Identifier: 04ZAGREB363
Wikileaks: View 04ZAGREB363 at Wikileaks.org
Origin: Embassy Zagreb
Created: 2004-03-03 10:09:00
Classification: CONFIDENTIAL
Tags: PREL PGOV MARR HR Defense Reform
Redacted: This cable was not redacted by Wikileaks.
This record is a partial extract of the original cable. The full text of the original cable is not available.

C O N F I D E N T I A L  ZAGREB 000363 
 
SIPDIS 
 
 
E.O. 12958: DECL: 03/02/2014 
TAGS: PREL, PGOV, MARR, HR, Defense Reform (Mil & NATO) 
SUBJECT: CROATIA'S POLITICAL OPPOSITION WOULD BLOCK TROOPS 
TO IRAQ AND ARTICLE 98 
 
Classified By: Ambassador Ralph Frank, reasons 1.5 (b) & (d) 
 
SUMMARY 
------- 
 
1. (C) Ambassador Frank discussed a range of issues February 
24 with former Prime Minister, SDP President and now 
opposition leader Ivica Racan, and thanked him for his 
efforts as Prime Minister to prepare Croatia for future NATO 
membership.  Racan welcomed the thanks but cautioned that his 
now-opposition SDP party would not support sending Croatian 
troops to Iraq or ratification of an Article 98 agreement in 
the current political climate.  Racan's opposition means that 
PM Sanader faces an almost insurmountable challenge to 
assemble the two-thirds majority vote in the Sabor among the 
other, smaller opposition parties, many of which have already 
rejected publicly any support for troops to Iraq or an 
Article 98 agreement. 
 
2. (C) Racan blamed intra-coalition conflict as the major 
cause for the defeat of his center-left coalition, noting 
that while the SDP only lost five seats, the other coalition 
partners were devastated in the polls.  However, he admitted 
some responsibility for his defeat by failing to spend more 
time building up his own party's organization. 
 
3. (C) On February 26, the Ambassador also met Racan's SDP 
colleague, former Defense Minister Zeljka Antunovic.  An 
effective reformer in office, Antunovic warned that steep 
cuts in the defense budget proposed by the ruling HDZ would 
endanger defense reforms and render it difficult for Croatia 
to fulfill its MAP obligations.  END SUMMARY.

# Material shown
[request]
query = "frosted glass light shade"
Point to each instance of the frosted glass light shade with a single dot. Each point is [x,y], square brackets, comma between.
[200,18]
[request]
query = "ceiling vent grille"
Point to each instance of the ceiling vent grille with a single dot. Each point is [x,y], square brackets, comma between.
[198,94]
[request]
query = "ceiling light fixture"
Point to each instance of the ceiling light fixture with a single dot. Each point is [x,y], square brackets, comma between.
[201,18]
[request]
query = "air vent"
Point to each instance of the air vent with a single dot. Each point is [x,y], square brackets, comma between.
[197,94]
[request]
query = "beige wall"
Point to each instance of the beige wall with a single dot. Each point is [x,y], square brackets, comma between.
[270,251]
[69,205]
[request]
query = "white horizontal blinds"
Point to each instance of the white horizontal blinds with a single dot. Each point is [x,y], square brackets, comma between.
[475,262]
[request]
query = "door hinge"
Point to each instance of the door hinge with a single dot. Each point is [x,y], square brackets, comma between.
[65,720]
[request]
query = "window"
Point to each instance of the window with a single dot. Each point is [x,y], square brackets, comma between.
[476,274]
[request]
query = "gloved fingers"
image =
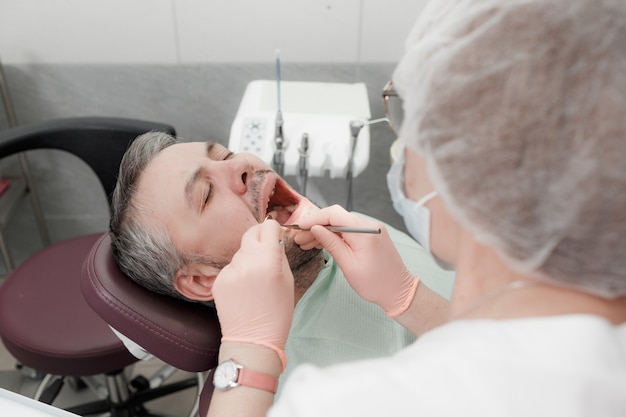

# Set tasks
A - Name every person identified by name in the cable on Croatia's political opposition.
B - Carry on the cable about Croatia's political opposition, starting after its last sentence.

# Replies
A -
Ralph Frank
Ivica Racan
Sanader
Zeljka Antunovic

B -
 
Afghanistan Yes, Iraq No 
------------------------ 
 
4. (C) On February 24, Ambassador Frank met with SDP 
President and former Prime Minister Ivica Racan for the first 
time since Racan's party lost tQ November 23 parliamentary 
elections.  The Ambassador thanked Racan for his efforts to 
prepare Croatia to become a member of NATO, noting that the 
visit of Secretary of Defense Rumsfeld to Croatia on February 
8 was primarily intended to welcome Croatia's progress toward 
NATO and was not meant to send any signals about the change 
in government. 
 
5. (C) Racan thanked the Ambassador, noting that when in 
power, he had done everything possible to bring Croatia 
closer to NATO and the EU.  Racan agreed that U.S.-Croatia 
relations were deeper than how they were frequently depicted 
in the media which have been suggesting that close ties 
depend solely on the issues of troops to Iraq and an Article 
98 agreement.  Racan said he wants what is best for Croatia 
and would not be partisan if the ruling HDZ were able to 
build on his good work to further Croatia's Euro-Atlantic 
integration. 
 
6. (C) The Ambassador said he hoped that Racan could be 
equally non-partisan on the issue of sending troops to Iraq, 
which was in Croatia's interest and would demonstrate the 
GoC's willingness to share the burdens of being part of the 
global coalition against terrorism.  Racan responded that 
sending Croatian troops to Afghanistan to participate in ISAF 
had been his initiative.  He had been able to secure broad 
political support because of the clearer political context 
and general public support.  Racan said he would support an 
expansion of Croatia's efforts in Afghanistan, as it would 
not provoke any strong negative public reaction.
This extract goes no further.